▶ [DOCUMENT SECTION]:
******

Politics has always been taboo in Hong Kong showbiz. Singers Anthony Wong Yiu-ming and Denise Ho Wan-see were high-profile members of the 79-day protest, but their action cost them their recording contracts, forcing them to go independent. The singers were also among a list of celebrities who were allegedly banned from mainland China for their support for Occupy.
That has not stopped Wong from being vocal about politics, despite him being “advised” not to talk too much.
“Why can’t we have our own thinking and voices on events in society?” asks the actor, citing George Clooney as one of many foreign celebrities who use their fame to draw attention to social and political issues.
“In the case of politics, it is fundamental human social interaction. When the political tension escalates, you can’t avoid it [because] it affects your everyday life.”
The right to television is one example. The government pulled the plug on beleaguered Asia Television’s free-to-air licence on April Fool’s Day, while granting a licence allowing PCCW’s Hong Kong Television Entertainment to operate via a fixed network. Some say this might launch the city’s television industry into a new era. But Wong has a different view.
“In Hong Kong, people are always given just the choice between set A and B: it’s either ParknShop or Wellcome; Watsons or Mannings; and TVB or ATV. People are not allowed a third option,” says Wong. “Now it is just an elimination of the old B and putting a new B there, but is it in the position to challenge TVB?”
Wong says the culture industry should connect with young people, and reflect reality and their voices.
“There should be a vision – you want people to be bold, to speak their minds. You want the young generation to be greater than us. If we don’t show them [a good example] or bow down, we are giving in,” he says.
“If not, we are isolating ourselves. They are our future.”

******

▶ [DATA ROWS]:

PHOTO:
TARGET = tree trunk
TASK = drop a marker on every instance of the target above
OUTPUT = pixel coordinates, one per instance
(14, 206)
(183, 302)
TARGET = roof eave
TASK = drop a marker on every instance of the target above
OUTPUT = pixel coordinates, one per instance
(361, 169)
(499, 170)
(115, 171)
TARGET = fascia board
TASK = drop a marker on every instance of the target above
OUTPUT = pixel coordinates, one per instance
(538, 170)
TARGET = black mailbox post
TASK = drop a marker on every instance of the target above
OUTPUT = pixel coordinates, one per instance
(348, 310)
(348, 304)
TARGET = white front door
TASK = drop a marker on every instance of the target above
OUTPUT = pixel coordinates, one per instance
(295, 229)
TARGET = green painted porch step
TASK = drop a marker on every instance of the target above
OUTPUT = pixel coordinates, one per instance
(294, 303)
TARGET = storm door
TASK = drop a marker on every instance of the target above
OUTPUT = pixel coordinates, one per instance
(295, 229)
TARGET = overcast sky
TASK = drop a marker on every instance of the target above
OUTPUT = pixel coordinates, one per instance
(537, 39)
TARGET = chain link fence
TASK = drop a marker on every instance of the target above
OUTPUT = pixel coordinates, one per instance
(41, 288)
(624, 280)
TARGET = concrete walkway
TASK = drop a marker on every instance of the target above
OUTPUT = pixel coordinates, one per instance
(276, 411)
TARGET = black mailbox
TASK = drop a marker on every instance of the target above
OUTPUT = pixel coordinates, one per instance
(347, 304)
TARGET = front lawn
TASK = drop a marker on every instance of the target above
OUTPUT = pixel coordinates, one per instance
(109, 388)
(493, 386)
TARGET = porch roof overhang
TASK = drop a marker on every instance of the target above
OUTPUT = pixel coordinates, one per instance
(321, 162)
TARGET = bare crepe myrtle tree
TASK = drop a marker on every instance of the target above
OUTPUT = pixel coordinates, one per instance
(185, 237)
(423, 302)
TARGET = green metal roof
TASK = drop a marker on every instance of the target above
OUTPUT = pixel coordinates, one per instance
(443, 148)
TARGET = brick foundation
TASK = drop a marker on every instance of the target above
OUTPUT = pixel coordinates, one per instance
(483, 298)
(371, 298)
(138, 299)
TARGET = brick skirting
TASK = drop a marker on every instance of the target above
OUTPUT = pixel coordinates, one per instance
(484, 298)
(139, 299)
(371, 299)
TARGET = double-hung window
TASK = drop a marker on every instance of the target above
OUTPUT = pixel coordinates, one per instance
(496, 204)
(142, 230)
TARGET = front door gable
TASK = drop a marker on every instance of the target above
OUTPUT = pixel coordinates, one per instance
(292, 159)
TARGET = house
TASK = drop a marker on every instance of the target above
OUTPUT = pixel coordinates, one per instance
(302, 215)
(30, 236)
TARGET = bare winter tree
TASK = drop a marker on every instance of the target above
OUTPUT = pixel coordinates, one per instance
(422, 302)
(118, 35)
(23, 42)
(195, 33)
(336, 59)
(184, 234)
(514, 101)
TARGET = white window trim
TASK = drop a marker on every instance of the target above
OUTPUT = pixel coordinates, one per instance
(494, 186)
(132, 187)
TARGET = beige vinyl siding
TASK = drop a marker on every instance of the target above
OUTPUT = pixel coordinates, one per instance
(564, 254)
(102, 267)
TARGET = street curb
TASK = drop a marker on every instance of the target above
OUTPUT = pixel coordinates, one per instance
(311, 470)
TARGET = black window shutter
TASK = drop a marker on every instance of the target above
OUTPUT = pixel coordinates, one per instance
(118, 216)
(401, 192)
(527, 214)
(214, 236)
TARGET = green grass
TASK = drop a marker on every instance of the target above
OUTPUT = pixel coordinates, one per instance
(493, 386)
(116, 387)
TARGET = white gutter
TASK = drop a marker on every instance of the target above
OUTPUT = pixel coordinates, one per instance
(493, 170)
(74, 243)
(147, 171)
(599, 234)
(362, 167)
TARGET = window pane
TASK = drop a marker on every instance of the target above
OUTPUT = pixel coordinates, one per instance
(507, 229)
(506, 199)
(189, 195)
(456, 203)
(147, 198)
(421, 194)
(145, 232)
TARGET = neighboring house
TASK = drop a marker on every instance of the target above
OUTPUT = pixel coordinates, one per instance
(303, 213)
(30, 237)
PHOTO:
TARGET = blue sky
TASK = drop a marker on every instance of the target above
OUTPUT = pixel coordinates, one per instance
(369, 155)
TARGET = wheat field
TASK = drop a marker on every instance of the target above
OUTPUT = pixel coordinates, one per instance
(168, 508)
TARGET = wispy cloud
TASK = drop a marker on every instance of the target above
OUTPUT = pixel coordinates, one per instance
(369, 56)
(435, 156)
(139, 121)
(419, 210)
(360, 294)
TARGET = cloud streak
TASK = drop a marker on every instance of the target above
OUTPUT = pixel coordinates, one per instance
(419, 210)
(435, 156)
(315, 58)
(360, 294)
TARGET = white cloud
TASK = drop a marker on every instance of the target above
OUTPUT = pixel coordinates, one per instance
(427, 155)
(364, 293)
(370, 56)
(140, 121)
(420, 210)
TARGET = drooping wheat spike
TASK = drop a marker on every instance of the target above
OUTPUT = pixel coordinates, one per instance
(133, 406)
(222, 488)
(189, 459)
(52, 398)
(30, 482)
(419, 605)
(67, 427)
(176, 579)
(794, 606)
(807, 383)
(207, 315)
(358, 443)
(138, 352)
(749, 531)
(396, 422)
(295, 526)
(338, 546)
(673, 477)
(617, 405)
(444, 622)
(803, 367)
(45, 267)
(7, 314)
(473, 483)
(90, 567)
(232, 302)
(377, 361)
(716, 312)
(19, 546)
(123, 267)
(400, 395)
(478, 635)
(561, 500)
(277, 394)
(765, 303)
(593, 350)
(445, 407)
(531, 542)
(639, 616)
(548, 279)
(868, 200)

******

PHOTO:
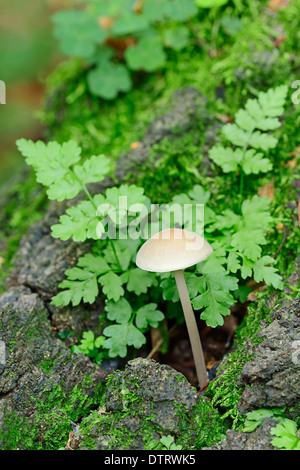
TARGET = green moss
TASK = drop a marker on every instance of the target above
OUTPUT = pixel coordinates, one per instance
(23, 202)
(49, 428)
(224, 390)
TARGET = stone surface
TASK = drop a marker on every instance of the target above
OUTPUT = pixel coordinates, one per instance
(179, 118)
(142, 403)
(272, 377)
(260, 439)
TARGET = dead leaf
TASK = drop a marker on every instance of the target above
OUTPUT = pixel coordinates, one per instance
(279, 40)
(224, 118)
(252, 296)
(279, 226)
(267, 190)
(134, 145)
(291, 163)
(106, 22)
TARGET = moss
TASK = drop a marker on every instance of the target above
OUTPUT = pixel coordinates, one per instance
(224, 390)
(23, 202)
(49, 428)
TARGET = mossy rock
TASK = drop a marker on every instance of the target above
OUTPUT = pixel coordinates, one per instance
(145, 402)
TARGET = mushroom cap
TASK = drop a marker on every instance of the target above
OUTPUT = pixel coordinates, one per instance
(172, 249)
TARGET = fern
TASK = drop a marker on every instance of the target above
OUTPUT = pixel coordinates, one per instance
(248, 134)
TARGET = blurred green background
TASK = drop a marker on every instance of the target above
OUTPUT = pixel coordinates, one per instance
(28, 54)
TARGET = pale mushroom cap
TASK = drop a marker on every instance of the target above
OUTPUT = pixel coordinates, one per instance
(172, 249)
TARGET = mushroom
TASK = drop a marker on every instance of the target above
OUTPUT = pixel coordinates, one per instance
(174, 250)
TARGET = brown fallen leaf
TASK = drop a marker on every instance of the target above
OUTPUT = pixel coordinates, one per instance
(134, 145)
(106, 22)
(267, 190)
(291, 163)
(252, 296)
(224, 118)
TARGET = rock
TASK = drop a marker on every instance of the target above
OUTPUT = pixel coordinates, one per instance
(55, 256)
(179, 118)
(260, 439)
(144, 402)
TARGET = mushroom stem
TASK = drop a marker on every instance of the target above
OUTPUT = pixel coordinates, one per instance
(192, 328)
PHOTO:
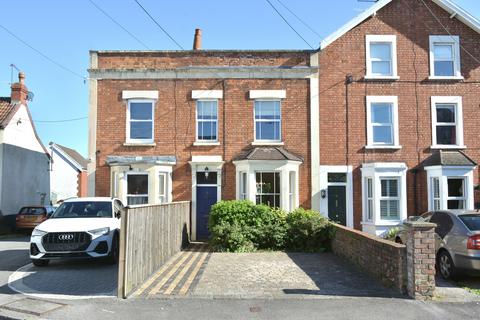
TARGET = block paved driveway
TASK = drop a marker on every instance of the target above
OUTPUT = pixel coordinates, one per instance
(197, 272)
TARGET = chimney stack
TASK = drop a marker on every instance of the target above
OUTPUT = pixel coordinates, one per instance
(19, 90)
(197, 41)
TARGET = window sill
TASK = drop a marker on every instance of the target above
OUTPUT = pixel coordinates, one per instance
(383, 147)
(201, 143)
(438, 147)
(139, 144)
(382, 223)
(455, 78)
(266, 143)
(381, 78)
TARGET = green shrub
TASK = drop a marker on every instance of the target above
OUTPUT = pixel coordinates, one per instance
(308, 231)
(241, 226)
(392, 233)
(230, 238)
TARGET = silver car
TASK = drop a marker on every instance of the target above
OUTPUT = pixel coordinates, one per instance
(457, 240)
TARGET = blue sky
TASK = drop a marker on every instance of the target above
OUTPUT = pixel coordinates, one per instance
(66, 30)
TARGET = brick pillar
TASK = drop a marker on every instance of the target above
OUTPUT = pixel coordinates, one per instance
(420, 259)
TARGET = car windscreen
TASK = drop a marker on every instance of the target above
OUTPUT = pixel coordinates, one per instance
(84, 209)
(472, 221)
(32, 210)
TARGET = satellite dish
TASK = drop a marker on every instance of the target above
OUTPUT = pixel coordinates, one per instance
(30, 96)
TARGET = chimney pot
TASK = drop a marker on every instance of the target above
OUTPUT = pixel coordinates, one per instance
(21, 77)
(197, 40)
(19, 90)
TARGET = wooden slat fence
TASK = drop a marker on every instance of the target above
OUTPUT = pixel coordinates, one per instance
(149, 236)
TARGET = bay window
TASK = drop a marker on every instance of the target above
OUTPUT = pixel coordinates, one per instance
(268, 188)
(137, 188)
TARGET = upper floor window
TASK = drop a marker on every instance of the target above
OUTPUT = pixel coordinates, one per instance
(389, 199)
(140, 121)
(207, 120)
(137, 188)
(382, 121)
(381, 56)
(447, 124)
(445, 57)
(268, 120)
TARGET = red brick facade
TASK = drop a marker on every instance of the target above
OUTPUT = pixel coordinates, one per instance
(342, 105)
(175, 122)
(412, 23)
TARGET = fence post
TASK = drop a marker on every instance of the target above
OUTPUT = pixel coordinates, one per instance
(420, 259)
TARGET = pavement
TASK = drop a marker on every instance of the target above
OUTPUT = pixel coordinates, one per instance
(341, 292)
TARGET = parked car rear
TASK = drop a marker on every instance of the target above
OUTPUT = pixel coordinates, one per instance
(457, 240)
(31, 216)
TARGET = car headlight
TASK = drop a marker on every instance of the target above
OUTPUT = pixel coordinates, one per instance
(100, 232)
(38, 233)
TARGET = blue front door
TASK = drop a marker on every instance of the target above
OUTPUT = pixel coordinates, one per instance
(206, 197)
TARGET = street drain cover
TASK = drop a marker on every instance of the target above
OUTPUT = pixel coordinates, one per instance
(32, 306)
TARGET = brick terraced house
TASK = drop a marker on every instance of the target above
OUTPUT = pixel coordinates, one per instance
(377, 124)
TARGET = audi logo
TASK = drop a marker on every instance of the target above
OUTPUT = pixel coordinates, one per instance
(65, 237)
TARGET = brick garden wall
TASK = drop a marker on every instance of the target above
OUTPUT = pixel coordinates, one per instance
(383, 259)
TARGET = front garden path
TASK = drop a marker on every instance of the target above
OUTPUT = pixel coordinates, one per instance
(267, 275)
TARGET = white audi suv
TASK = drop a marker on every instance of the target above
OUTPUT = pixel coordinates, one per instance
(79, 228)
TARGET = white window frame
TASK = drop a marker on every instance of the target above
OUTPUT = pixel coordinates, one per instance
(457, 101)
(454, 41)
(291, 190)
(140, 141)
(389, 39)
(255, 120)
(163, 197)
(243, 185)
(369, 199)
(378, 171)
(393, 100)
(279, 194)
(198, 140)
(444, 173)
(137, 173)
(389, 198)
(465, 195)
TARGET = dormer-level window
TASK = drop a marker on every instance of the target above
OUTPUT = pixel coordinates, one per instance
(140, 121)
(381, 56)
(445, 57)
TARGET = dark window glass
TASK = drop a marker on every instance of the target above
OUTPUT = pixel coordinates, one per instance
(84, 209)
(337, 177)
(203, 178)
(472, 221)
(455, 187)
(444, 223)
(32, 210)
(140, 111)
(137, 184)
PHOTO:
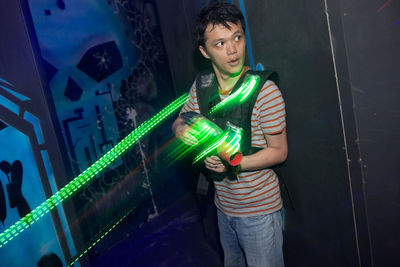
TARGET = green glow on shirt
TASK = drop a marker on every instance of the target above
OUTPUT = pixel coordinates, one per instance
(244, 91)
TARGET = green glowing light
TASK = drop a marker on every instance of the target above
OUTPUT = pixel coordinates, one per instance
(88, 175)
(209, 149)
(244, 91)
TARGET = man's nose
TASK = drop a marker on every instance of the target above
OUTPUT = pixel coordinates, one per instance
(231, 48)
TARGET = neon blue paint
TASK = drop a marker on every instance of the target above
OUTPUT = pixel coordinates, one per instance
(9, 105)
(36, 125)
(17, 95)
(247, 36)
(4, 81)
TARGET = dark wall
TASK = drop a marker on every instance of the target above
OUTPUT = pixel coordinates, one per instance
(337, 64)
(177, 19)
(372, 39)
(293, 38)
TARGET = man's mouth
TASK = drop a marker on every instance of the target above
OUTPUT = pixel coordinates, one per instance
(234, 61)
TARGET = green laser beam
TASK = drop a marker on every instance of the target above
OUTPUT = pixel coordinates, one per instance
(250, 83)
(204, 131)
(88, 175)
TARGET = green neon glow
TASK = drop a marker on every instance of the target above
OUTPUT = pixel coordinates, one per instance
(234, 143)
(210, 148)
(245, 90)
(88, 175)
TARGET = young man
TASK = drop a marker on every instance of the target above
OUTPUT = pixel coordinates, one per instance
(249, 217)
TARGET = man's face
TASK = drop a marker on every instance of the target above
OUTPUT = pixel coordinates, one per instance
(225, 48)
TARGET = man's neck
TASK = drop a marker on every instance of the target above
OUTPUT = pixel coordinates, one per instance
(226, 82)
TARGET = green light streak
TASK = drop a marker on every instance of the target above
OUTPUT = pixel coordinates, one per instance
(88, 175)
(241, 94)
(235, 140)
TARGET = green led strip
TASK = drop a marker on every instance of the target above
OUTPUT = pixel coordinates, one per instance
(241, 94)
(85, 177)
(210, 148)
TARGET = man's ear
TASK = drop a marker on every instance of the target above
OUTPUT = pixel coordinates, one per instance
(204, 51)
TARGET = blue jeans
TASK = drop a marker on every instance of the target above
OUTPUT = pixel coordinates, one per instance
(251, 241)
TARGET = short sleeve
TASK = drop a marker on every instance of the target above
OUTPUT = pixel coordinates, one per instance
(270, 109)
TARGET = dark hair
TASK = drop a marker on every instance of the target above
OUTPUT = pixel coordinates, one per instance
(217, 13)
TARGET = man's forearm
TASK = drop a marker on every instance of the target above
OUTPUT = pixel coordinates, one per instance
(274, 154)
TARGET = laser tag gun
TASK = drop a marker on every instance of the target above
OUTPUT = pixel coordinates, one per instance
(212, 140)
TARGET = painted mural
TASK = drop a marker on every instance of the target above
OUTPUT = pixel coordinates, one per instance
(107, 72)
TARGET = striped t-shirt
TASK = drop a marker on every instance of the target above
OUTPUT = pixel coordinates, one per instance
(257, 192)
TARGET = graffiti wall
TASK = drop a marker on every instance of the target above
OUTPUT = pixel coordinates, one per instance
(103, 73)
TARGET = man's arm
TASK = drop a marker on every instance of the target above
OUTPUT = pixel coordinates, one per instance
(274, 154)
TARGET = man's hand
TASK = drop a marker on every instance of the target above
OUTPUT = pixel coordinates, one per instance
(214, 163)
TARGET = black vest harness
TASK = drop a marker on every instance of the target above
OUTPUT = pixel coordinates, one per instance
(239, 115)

******

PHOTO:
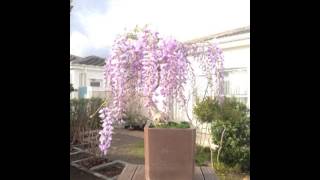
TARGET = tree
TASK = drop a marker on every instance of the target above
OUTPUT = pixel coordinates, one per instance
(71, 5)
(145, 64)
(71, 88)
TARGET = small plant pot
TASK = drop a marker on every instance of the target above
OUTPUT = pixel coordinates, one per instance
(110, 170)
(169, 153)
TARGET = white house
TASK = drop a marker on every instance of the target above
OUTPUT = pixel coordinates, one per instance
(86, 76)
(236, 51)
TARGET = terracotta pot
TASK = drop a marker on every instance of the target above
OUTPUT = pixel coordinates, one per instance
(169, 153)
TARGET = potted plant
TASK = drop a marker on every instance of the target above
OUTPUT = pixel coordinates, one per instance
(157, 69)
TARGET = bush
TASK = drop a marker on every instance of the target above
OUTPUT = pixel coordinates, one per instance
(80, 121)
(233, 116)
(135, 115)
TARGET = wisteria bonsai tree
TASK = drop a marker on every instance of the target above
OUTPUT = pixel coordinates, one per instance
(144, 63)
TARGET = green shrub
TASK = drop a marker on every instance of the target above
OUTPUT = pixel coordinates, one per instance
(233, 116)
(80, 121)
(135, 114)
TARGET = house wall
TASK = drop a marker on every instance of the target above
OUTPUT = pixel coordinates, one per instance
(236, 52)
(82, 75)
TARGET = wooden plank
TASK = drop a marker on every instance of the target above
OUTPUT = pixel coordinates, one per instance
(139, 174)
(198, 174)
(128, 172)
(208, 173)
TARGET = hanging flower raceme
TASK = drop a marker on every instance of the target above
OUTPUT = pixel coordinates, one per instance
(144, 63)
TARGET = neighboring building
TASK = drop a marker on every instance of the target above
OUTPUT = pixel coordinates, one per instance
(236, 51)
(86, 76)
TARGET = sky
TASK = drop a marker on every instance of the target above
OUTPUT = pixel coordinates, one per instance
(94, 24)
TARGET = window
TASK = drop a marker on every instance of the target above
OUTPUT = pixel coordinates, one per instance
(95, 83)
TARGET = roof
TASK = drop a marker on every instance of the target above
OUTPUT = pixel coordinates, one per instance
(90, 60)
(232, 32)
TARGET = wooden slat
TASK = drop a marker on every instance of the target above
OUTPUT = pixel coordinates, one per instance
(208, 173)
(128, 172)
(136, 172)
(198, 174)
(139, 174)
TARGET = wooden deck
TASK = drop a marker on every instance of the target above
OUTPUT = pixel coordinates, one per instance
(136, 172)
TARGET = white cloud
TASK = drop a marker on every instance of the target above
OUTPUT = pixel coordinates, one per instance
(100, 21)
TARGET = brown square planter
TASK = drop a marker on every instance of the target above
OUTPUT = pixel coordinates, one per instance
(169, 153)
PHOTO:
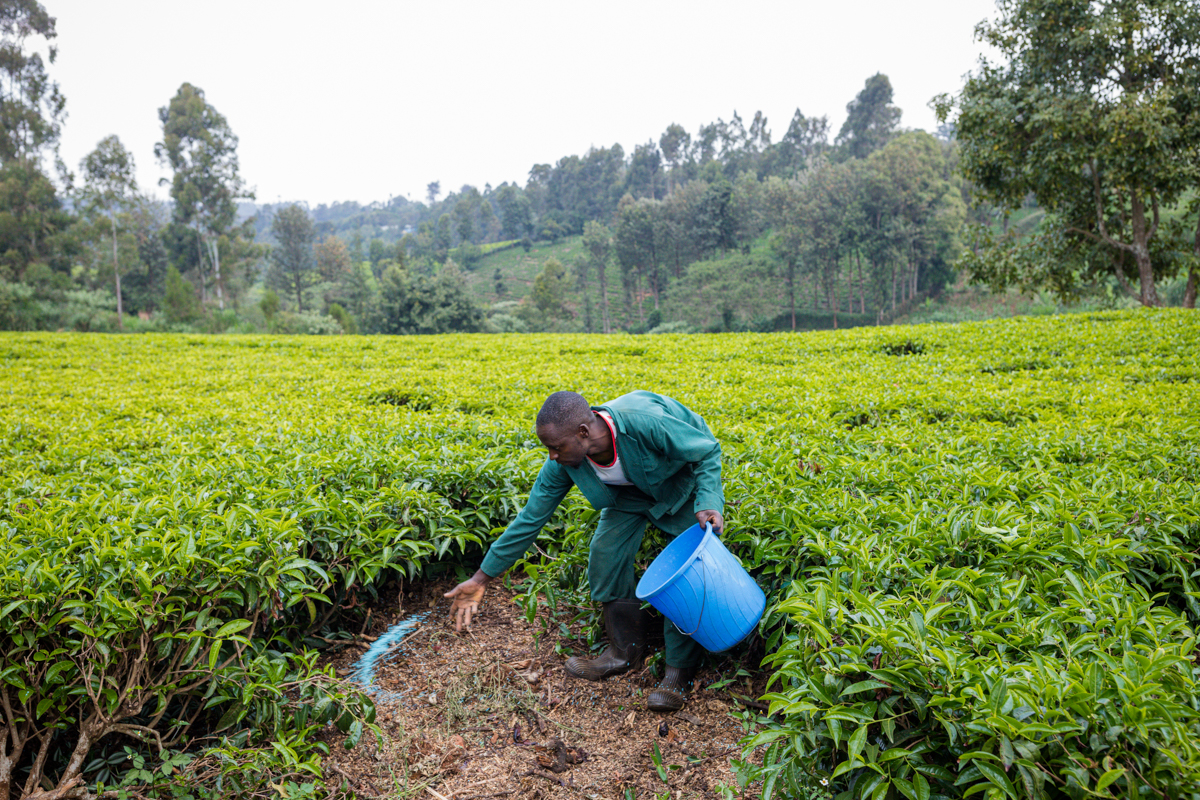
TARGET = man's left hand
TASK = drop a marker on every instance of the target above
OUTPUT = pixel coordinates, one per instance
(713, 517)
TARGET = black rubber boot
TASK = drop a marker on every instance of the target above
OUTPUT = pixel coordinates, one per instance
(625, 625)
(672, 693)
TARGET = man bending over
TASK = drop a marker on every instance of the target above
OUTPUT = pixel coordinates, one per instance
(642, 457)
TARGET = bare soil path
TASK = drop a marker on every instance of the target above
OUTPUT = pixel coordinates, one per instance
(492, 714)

******

▶ [EXERCISE INSTRUCTIONS]:
Answer these questions using the Hong Kong showbiz text:
1. How many days did the protest last?
2. Which foreign celebrity is cited as one who uses fame to draw attention to social and political issues?
3. On what day did the government end Asia Television's free-to-air licence?
The records have nothing to do with the text.

▶ [SOLUTION TO THE PROBLEM]:
1. 79 days
2. George Clooney
3. April Fool's Day